Task:
Track down every line below that holds "door" and copy it.
(Data supplied begins)
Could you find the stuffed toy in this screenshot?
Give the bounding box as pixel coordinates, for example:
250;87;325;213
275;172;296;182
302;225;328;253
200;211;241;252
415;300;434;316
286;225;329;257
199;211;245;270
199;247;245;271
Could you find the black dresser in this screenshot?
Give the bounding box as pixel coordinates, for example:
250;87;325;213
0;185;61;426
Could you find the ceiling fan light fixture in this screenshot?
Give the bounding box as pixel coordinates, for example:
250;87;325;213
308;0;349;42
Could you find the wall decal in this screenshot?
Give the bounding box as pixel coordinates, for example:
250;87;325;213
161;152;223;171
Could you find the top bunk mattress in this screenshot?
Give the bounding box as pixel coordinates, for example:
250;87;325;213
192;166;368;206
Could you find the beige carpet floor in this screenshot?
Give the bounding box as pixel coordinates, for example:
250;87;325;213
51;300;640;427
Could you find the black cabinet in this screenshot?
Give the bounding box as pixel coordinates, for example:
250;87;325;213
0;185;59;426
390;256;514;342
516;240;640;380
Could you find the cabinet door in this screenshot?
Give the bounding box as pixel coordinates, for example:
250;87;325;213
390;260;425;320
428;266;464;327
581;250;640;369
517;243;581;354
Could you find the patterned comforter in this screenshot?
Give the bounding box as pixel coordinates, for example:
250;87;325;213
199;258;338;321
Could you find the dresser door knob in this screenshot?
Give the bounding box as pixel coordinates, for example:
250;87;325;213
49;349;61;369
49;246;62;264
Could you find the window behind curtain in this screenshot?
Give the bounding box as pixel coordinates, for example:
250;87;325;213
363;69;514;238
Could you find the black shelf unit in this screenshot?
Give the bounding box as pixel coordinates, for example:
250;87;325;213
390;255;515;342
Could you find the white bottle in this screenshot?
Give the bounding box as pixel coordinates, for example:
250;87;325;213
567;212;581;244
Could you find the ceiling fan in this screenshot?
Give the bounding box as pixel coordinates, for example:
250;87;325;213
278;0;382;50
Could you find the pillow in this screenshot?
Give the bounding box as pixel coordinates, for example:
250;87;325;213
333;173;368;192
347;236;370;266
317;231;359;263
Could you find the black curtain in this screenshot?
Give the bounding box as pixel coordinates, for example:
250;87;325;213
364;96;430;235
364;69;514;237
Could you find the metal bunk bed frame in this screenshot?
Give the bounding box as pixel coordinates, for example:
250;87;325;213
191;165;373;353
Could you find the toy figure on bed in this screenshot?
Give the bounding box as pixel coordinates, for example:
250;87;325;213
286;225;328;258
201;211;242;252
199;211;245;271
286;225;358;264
(Data supplied ends)
The completed task:
Could you find the cabinet door in this screenshot?
Could you find the dresser door knob in this screenshot?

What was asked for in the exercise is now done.